__Recorded data__:
[start]
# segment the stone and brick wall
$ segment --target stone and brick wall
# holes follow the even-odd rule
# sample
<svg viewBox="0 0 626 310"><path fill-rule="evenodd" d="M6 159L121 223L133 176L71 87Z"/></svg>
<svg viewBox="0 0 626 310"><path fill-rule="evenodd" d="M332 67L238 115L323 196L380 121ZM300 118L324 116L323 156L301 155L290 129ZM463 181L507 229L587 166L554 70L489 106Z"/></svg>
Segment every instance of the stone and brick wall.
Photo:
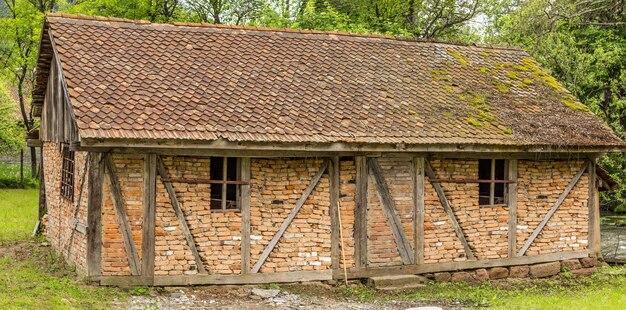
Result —
<svg viewBox="0 0 626 310"><path fill-rule="evenodd" d="M74 200L70 200L61 195L61 168L63 164L61 144L44 142L42 150L48 208L44 218L46 238L68 262L76 266L79 273L85 273L87 238L83 232L73 229L73 223L76 219L82 225L87 224L87 195L89 192L89 182L87 182L87 174L85 173L87 153L75 153ZM83 178L85 178L84 181ZM80 197L81 184L83 188L82 197ZM79 204L80 206L78 206ZM77 210L78 214L76 215Z"/></svg>
<svg viewBox="0 0 626 310"><path fill-rule="evenodd" d="M517 246L518 250L565 187L583 167L582 160L528 161L518 164ZM532 243L526 256L587 248L589 230L589 176L585 172L552 219Z"/></svg>
<svg viewBox="0 0 626 310"><path fill-rule="evenodd" d="M44 143L44 169L48 216L46 234L57 249L66 252L72 219L78 203L81 178L86 176L85 153L76 153L74 202L60 197L61 150L59 144ZM143 165L141 154L114 154L124 207L136 249L141 258L143 208ZM253 158L251 160L251 262L254 264L293 209L304 189L319 171L320 158ZM411 247L413 235L413 167L409 158L379 158L383 176ZM477 179L478 160L432 159L440 179ZM210 178L210 158L164 156L163 163L173 178ZM520 160L518 168L518 250L558 196L582 167L583 162ZM356 168L353 158L340 161L340 210L347 267L354 266L354 209ZM88 184L85 182L78 221L86 224ZM325 173L293 220L260 272L327 270L331 267L330 180ZM508 207L479 206L475 183L441 183L457 220L478 259L508 255ZM210 274L241 273L241 228L239 210L216 211L210 207L210 185L173 183L185 220L191 230L204 267ZM585 173L559 211L548 222L527 255L587 248L588 177ZM426 264L464 261L466 254L436 191L425 182ZM155 275L196 274L194 257L185 240L170 197L157 177ZM373 178L368 180L368 266L400 265L395 239L379 201ZM108 179L103 180L102 271L104 275L129 275L130 270ZM74 233L68 260L84 269L86 238ZM343 262L339 262L343 266Z"/></svg>
<svg viewBox="0 0 626 310"><path fill-rule="evenodd" d="M124 199L126 216L141 258L141 227L143 224L143 155L113 155L115 172ZM113 205L108 173L102 182L102 274L130 275L130 266L115 206Z"/></svg>
<svg viewBox="0 0 626 310"><path fill-rule="evenodd" d="M589 275L596 270L597 259L584 257L580 259L568 259L563 261L515 265L493 268L479 268L455 272L427 273L424 276L436 282L483 282L487 280L500 280L506 278L547 278L558 275L561 272L569 272L572 275Z"/></svg>
<svg viewBox="0 0 626 310"><path fill-rule="evenodd" d="M322 159L252 159L251 265L272 240ZM291 222L260 272L325 270L331 265L330 194L325 173Z"/></svg>
<svg viewBox="0 0 626 310"><path fill-rule="evenodd" d="M402 228L412 246L414 207L411 159L380 158L378 163L389 187ZM370 175L367 185L368 265L372 267L400 265L402 262L397 245L387 217L383 213L375 182L374 177Z"/></svg>

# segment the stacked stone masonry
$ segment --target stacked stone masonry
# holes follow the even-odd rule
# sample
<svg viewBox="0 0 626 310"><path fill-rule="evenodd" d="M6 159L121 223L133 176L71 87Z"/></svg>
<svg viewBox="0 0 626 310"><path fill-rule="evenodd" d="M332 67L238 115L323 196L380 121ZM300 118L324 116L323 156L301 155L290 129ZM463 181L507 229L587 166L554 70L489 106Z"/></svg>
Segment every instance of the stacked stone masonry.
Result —
<svg viewBox="0 0 626 310"><path fill-rule="evenodd" d="M73 263L79 272L84 272L87 264L87 237L84 231L74 227L85 227L87 224L89 192L85 169L87 153L75 154L74 199L70 200L61 195L63 166L61 147L61 144L53 142L44 142L42 146L47 205L47 215L44 218L45 234L50 244L59 250L68 262Z"/></svg>
<svg viewBox="0 0 626 310"><path fill-rule="evenodd" d="M479 268L453 272L427 273L424 276L436 282L483 282L507 278L547 278L567 272L573 275L589 275L596 271L596 258L585 257L564 261L518 265L508 267Z"/></svg>
<svg viewBox="0 0 626 310"><path fill-rule="evenodd" d="M251 162L251 264L272 240L321 159L253 159ZM331 265L329 177L325 173L280 238L260 272L325 270Z"/></svg>
<svg viewBox="0 0 626 310"><path fill-rule="evenodd" d="M86 224L88 184L78 199L81 179L86 176L86 153L76 154L74 202L60 197L60 145L45 143L44 172L48 216L46 233L52 245L83 270L86 266L86 238L74 233L68 245L76 204L81 201L77 221ZM114 154L117 178L129 219L135 248L141 259L144 199L144 155ZM163 156L172 178L210 178L210 158ZM321 158L253 158L250 171L250 266L285 221L304 189L324 163ZM402 229L414 246L414 168L410 158L378 158ZM477 179L478 161L471 159L431 159L438 179ZM517 250L541 222L567 184L584 165L583 161L530 161L518 164ZM352 157L339 164L339 203L345 264L354 267L354 223L356 167ZM128 259L113 206L107 178L103 180L102 273L130 275ZM508 257L508 207L479 206L476 183L440 183L456 219L477 259ZM172 183L194 242L209 274L241 274L242 215L239 210L211 210L209 184ZM270 253L260 272L314 271L331 268L330 178L328 172L315 186L300 212ZM587 248L588 176L583 174L568 198L548 222L526 253L527 256ZM401 265L395 239L372 176L368 179L367 235L369 267ZM424 262L435 264L465 261L465 253L437 192L428 178L425 182ZM198 266L183 234L170 197L157 177L155 275L197 274ZM414 250L413 248L411 249ZM341 259L341 258L340 258ZM338 262L343 267L343 261ZM575 268L577 265L574 264ZM513 267L511 267L513 268ZM517 267L515 267L517 268ZM574 269L570 268L570 269ZM505 268L506 269L506 268ZM519 269L519 268L518 268ZM479 278L514 276L519 270L488 269ZM436 276L433 276L436 277ZM445 275L443 276L445 277ZM452 277L452 276L451 276ZM463 277L457 275L456 277Z"/></svg>

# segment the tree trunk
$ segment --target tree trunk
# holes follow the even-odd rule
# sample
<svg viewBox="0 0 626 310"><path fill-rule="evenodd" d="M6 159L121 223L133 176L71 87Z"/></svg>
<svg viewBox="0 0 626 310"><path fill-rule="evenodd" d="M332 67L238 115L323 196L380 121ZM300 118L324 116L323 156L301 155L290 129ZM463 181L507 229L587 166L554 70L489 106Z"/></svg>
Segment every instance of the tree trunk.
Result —
<svg viewBox="0 0 626 310"><path fill-rule="evenodd" d="M39 174L37 171L37 149L30 147L30 177L36 178Z"/></svg>

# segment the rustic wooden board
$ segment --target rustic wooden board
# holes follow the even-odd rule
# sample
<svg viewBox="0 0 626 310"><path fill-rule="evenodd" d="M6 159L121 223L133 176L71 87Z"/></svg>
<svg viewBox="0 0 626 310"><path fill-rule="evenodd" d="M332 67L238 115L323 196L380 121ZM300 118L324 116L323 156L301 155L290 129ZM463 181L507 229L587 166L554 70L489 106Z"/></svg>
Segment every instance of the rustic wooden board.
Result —
<svg viewBox="0 0 626 310"><path fill-rule="evenodd" d="M517 159L508 161L508 178L517 181ZM517 250L517 183L510 183L507 191L509 207L509 257L515 256Z"/></svg>
<svg viewBox="0 0 626 310"><path fill-rule="evenodd" d="M367 266L367 159L355 156L356 192L354 208L354 264L357 268Z"/></svg>
<svg viewBox="0 0 626 310"><path fill-rule="evenodd" d="M309 195L311 195L311 192L313 192L313 189L315 189L315 186L317 185L317 183L319 183L320 179L322 178L322 175L328 168L328 165L329 165L329 161L328 160L324 161L324 164L322 164L322 168L320 168L320 171L317 172L317 174L311 180L311 183L309 184L309 186L304 190L304 192L302 192L302 196L298 199L298 201L296 201L296 205L294 206L293 210L291 210L291 213L289 214L289 216L287 216L287 219L285 219L282 225L280 225L280 229L278 229L278 232L276 232L276 234L274 235L270 243L263 250L263 253L261 253L259 260L256 262L256 264L252 268L252 271L251 271L252 273L257 273L259 272L259 270L261 270L261 266L263 266L263 263L265 263L265 260L269 257L270 253L272 253L272 250L274 250L274 247L276 246L276 244L278 244L278 241L280 240L280 238L283 236L283 234L289 227L289 224L291 224L291 221L293 221L293 219L296 218L296 215L298 215L298 212L300 211L300 209L306 202L307 198L309 198Z"/></svg>
<svg viewBox="0 0 626 310"><path fill-rule="evenodd" d="M141 275L154 276L156 226L156 154L144 155Z"/></svg>
<svg viewBox="0 0 626 310"><path fill-rule="evenodd" d="M437 178L429 161L425 161L424 172L426 173L429 179ZM459 222L457 221L456 216L454 215L454 211L452 211L450 202L448 202L448 199L446 198L446 193L443 191L441 184L440 183L431 183L431 184L435 188L435 191L437 192L437 196L439 196L439 202L441 202L443 209L448 214L448 218L450 219L450 223L452 223L452 227L454 228L454 232L456 233L456 236L459 238L459 241L461 241L461 244L463 244L463 249L465 250L465 254L467 255L467 258L476 259L476 256L474 256L474 253L472 252L472 249L469 246L469 243L467 243L467 239L465 239L465 234L463 233L463 230L461 229L461 226L459 225Z"/></svg>
<svg viewBox="0 0 626 310"><path fill-rule="evenodd" d="M126 208L124 207L124 196L122 195L120 181L117 178L117 173L115 172L115 164L113 163L113 158L111 157L111 154L106 154L104 156L104 166L106 168L106 177L109 180L111 200L113 200L117 223L120 227L120 232L122 233L122 241L124 242L126 257L128 258L130 273L131 275L139 275L141 273L141 266L139 265L139 255L137 254L135 240L133 239L133 233L130 228L130 221L128 220Z"/></svg>
<svg viewBox="0 0 626 310"><path fill-rule="evenodd" d="M395 203L391 197L391 192L389 191L389 187L387 186L387 182L383 176L382 169L378 164L378 160L376 160L376 158L370 158L368 159L367 164L369 166L370 173L374 177L378 198L382 204L383 213L387 218L387 223L391 228L393 238L396 241L396 247L398 253L400 254L400 258L402 259L402 263L405 265L414 264L415 257L413 256L411 245L409 244L409 238L404 232L404 228L402 228L402 221L396 212Z"/></svg>
<svg viewBox="0 0 626 310"><path fill-rule="evenodd" d="M415 263L424 263L424 157L413 158L413 250Z"/></svg>
<svg viewBox="0 0 626 310"><path fill-rule="evenodd" d="M576 186L576 184L578 183L578 180L580 180L580 177L583 175L583 173L585 173L585 171L587 170L588 166L589 166L589 163L585 162L585 164L580 169L580 171L578 171L578 173L576 173L576 175L574 176L572 181L569 182L569 184L567 185L567 187L565 188L565 190L563 191L561 196L559 196L559 199L557 199L557 201L554 203L554 205L552 206L550 211L548 211L548 213L543 218L541 223L539 223L539 225L537 225L537 228L535 228L535 230L530 235L530 237L528 237L528 239L524 243L524 246L520 249L519 253L517 253L517 256L524 256L524 254L526 253L526 251L528 250L530 245L533 243L533 241L535 241L537 236L539 236L539 234L541 233L543 228L546 226L546 224L548 224L548 221L550 221L550 219L552 218L554 213L556 213L556 210L561 206L563 201L565 201L565 198L567 198L567 195L569 195L569 193L572 191L574 186Z"/></svg>
<svg viewBox="0 0 626 310"><path fill-rule="evenodd" d="M339 248L339 157L332 157L328 167L330 176L330 242L331 242L331 264L333 269L339 268L340 248Z"/></svg>
<svg viewBox="0 0 626 310"><path fill-rule="evenodd" d="M596 234L599 232L596 231L596 161L595 159L590 159L587 164L587 175L589 176L589 197L587 199L587 207L589 208L589 236L588 240L588 248L592 251L596 249Z"/></svg>
<svg viewBox="0 0 626 310"><path fill-rule="evenodd" d="M157 156L157 172L162 179L168 178L167 169L165 168L163 160L160 156ZM176 198L176 191L174 190L174 186L170 182L163 182L163 185L165 186L167 194L170 196L170 202L172 203L172 208L174 208L174 212L176 213L178 222L183 228L183 234L185 235L185 239L187 240L187 245L189 246L189 249L191 249L191 253L193 254L194 260L196 261L196 268L198 268L199 273L206 274L207 271L204 268L204 263L202 262L202 258L200 257L200 253L198 252L198 248L196 247L196 242L193 240L193 235L189 230L189 225L187 225L185 213L183 213L183 210L180 207L180 203L178 202L178 198Z"/></svg>
<svg viewBox="0 0 626 310"><path fill-rule="evenodd" d="M250 158L239 159L241 162L241 272L250 272Z"/></svg>
<svg viewBox="0 0 626 310"><path fill-rule="evenodd" d="M87 200L87 274L102 273L102 179L101 153L89 156L89 198Z"/></svg>

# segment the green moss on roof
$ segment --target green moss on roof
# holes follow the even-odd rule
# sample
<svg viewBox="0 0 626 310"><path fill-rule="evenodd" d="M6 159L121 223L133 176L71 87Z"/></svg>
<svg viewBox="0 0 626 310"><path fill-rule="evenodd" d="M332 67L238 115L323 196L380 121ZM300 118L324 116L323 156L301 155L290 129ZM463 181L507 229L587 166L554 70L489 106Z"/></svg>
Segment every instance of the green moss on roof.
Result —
[end]
__Given request__:
Put everything from the start of the records above down through the line containing "246L518 250L565 187L583" into a numbered list, with no blank lines. Leave the pictures out.

__Task solution__:
1. # segment the stone and brick wall
2. $ segment --target stone and brick wall
3. # holes follow the even-odd rule
4. # sample
5. <svg viewBox="0 0 626 310"><path fill-rule="evenodd" d="M6 159L121 223L133 176L71 87Z"/></svg>
6. <svg viewBox="0 0 626 310"><path fill-rule="evenodd" d="M332 67L238 115L323 196L380 121ZM300 118L324 116L323 156L301 155L290 129ZM463 181L507 229L587 166L554 70L489 106Z"/></svg>
7. Segment every instance of the stone and brick wall.
8. Photo:
9. Result —
10. <svg viewBox="0 0 626 310"><path fill-rule="evenodd" d="M74 200L70 200L61 195L61 168L63 164L61 144L44 142L42 150L48 208L44 218L46 238L68 262L76 266L79 273L85 273L87 238L83 232L73 229L73 223L76 219L82 225L87 224L87 195L89 192L89 182L87 182L87 174L85 173L87 153L75 153ZM83 178L85 178L84 181ZM80 197L81 184L83 188L82 197ZM79 204L80 206L78 206ZM77 210L78 214L76 215Z"/></svg>
11. <svg viewBox="0 0 626 310"><path fill-rule="evenodd" d="M517 246L518 250L565 187L583 167L582 160L528 161L518 164ZM532 243L526 256L587 248L589 230L589 176L585 172L552 219Z"/></svg>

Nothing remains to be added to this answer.